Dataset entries

= = = =

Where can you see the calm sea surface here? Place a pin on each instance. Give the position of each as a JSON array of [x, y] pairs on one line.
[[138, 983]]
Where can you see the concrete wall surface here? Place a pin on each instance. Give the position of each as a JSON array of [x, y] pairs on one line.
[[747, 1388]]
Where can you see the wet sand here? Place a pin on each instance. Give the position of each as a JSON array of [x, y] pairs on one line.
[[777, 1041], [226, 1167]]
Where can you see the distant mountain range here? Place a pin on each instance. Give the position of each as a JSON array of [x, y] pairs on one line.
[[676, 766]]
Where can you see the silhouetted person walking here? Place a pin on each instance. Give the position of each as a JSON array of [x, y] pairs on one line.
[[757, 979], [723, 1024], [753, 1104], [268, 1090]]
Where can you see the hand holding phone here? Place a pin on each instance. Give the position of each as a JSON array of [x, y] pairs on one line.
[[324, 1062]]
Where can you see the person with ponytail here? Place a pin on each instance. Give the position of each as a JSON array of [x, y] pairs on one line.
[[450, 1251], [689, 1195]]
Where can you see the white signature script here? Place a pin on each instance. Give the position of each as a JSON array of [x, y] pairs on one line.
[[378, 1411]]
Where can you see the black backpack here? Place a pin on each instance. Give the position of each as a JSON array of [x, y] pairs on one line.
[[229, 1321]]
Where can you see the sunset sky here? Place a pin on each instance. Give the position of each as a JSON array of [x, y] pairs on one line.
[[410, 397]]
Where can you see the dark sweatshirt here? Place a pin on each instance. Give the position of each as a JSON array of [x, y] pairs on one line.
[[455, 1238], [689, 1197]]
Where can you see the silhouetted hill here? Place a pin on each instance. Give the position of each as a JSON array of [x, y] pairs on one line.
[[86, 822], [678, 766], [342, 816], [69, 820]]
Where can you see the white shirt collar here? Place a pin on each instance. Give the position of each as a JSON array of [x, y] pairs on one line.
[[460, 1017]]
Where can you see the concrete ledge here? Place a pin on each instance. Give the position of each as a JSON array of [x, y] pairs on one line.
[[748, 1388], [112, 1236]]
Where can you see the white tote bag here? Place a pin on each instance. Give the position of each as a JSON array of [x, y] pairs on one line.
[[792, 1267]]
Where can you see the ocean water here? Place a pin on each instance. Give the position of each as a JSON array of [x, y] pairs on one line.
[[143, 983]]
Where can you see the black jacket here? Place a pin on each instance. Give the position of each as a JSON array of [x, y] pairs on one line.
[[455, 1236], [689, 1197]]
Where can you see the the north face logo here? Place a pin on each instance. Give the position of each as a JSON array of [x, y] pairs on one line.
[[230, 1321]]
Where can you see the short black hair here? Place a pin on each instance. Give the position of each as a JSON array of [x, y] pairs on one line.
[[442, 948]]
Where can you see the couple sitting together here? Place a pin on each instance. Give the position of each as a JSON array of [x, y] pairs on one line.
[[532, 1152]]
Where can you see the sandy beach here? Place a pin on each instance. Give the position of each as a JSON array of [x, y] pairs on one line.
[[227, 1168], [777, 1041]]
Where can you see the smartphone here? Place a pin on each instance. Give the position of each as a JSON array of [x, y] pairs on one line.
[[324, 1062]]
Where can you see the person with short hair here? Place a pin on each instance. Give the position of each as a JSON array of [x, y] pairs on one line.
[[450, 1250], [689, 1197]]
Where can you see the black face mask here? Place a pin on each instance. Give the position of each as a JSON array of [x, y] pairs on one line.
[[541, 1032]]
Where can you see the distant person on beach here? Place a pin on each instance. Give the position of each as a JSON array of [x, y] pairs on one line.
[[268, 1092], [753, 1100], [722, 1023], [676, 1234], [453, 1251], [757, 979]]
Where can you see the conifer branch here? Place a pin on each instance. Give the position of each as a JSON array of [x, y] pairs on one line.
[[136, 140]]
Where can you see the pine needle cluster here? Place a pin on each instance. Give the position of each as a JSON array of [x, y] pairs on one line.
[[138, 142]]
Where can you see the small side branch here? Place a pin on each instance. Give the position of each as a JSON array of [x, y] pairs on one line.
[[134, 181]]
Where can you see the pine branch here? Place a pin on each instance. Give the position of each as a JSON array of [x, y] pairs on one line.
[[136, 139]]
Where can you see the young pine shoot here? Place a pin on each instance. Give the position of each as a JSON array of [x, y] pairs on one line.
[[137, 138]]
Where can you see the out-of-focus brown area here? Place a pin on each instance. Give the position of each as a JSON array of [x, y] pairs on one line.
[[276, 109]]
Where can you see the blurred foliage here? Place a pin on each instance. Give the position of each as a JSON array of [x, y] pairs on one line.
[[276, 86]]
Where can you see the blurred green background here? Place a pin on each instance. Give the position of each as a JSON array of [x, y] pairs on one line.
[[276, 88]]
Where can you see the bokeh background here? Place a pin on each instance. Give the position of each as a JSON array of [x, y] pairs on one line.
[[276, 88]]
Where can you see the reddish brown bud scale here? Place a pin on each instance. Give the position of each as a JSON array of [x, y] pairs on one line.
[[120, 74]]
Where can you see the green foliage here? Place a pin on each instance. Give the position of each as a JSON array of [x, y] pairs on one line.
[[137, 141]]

= = = =

Your task: Would you set down all the lines above, exactly and in full?

Written solution:
Where can you see the calm sea surface here? Place a pin on each instance. Give the position of each as a JSON array of [x, y] pairs on one line.
[[138, 983]]
Where can you see the concrete wall surface here? Place a pin on each instance. Give the position of each as a JSON array of [x, y] pairs on one line.
[[747, 1388]]
Where can you see the wet sand here? Place a pin on each instance. Give the position of each as a JSON array of [x, y] pairs on one line.
[[777, 1041], [226, 1167]]
Where can you see the distant mountain range here? Place a pin on each instance. Give the position of each as a JSON array of [x, y] pairs on one line.
[[676, 766]]
Where can you see the silhouetted person walking here? Place a pin on each instance. Give the position of each as a JSON array of [x, y] pairs on one line.
[[757, 979], [723, 1024], [753, 1104], [268, 1090]]
Where can you see the hand holding phone here? Place a pin on each instance. Give the position of each as a JSON array of [x, y] pairs on one line.
[[324, 1062]]
Where can you see the person with ponytail here? Place a pin on each instance. Give the position of each as a JSON array of [x, y] pairs on one line.
[[450, 1251], [689, 1195]]
Where can you see the white signature script here? Place a pin on each instance. Give the position of each as a JSON array of [x, y] pairs on one line.
[[378, 1411]]
Where can you see the black backpack here? Place a pin on each instance. Give the position of each as a JSON array of [x, y] pairs on one line.
[[229, 1321]]
Where can you see the sunset sky here? Place a pin on each instance. Give the position of each as a JSON array of [x, y] pairs on one line.
[[410, 397]]
Where can you see the dark sweatshirt here? Place a pin on each instance. Give the position of each as a JSON array of [x, y] pairs on one line.
[[455, 1238], [689, 1197]]
Where can you see the silhouetted hill here? Place a pin on each instance. Give the position of each as a JSON array of [x, y] pairs on one line.
[[86, 822], [678, 766], [342, 816], [69, 820]]
Where can you see the white shirt collar here? Place a pin on each instance. Give the position of each as a JSON array of [x, y] pairs on one line.
[[460, 1017]]
Where can you see the concrete ledge here? Place a pin on each instance. Give the position of each as a JSON array of [x, y] pairs on one line.
[[748, 1388], [112, 1236]]
Where can you see the white tote bag here? Place a pin on each instance. Give the position of each as a JSON array of [x, y] pairs on one line.
[[792, 1267]]
Where can you see the ocean water here? Place a pin on each instance. Give the position of each as a JSON array of [x, y] pairs on one line.
[[143, 983]]
Where can you see the black jacket here? Place a pin on each instance. Give the position of each as a JSON array of [x, y] pairs on one line.
[[455, 1236], [689, 1197]]
Where can you see the the north face logo here? Place a pin on each instance. Give the position of each as a JSON array of [x, y] pairs on one line.
[[230, 1321]]
Where can you see the short black hair here? Place a pin on each instance. Give the position of each as a JSON array of [x, y] pairs on one line.
[[442, 948]]
Where can you see the couple sitting together here? Place a pin on each instance. Give the position of each as a JSON array of [x, y] pairs on one line.
[[532, 1152]]
Where can you see the sandy beach here? Place a pin on each instance. Give the position of each as a JSON array of [x, y] pairs on one line.
[[227, 1168], [777, 1041]]
Where can you see the smartphone here? Place a pin on each instance. Give the position of each as a JSON array of [x, y] pairs on one line.
[[324, 1062]]
Where can you see the person with short hair here? Place a pin on each instance. Give the position of each as a JSON array of [x, y] pairs on one line.
[[450, 1250], [689, 1197]]
Where can you see the black face mask here? Place a pin on each instance. Give the position of each as a JSON array of [x, y] pairs on one line.
[[541, 1032]]
Where can you see the distant person on beach here? Place a pin on each instance. Give the position of each as a JSON array of [x, y] pairs on one line.
[[268, 1092], [753, 1100], [722, 1023], [676, 1234], [453, 1251], [757, 979]]
Where can you see the conifer branch here? Place a pin on each instance. Give the position of each as a JSON array of [x, y] pairs on one line.
[[136, 140]]
Where can you see the pine needle cluster here? Place a pin on each instance. Give the position of each as a JSON array of [x, y] pairs on one line.
[[138, 142]]
Where can you see the small side branch here? Place a pin on each instance. Give the position of each as a JSON array of [x, y] pairs on one line.
[[134, 181]]
Where can you see the pine branch here? Place a pin on each instance. Give the position of each as a JSON array of [x, y] pairs on one line.
[[136, 139]]
Where can you see the young pine shoot here? Place a pin on each instance. Give the position of each as a JSON array of [x, y] pairs on one line.
[[137, 138]]
Where can you see the out-of-focus brown area here? Place a pin on each instance. Give the position of each as a JSON array of [x, y] pairs on one line.
[[276, 109]]
Where can you see the blurred foliage here? Place a pin on each instance. Give the position of each as a JSON array of [x, y] pairs on one line.
[[276, 86]]
Where can you see the blurred green background here? Place a pin on each instance. Give the position of each as a JSON array of [x, y] pairs on one line.
[[276, 88]]
Where can you see the bokeh background here? Place a pin on each instance. Give the position of each as a JSON array of [x, y] pairs on one line.
[[276, 88]]
Where can you see the reddish brown bud scale here? Place a pin on each instance. Give the position of each as a JSON array of [x, y] pairs on one line.
[[120, 74]]
Where can you see the green foliage here? Place a pin on each instance. Give the position of each as a JSON array of [x, y] pairs on one line.
[[137, 141]]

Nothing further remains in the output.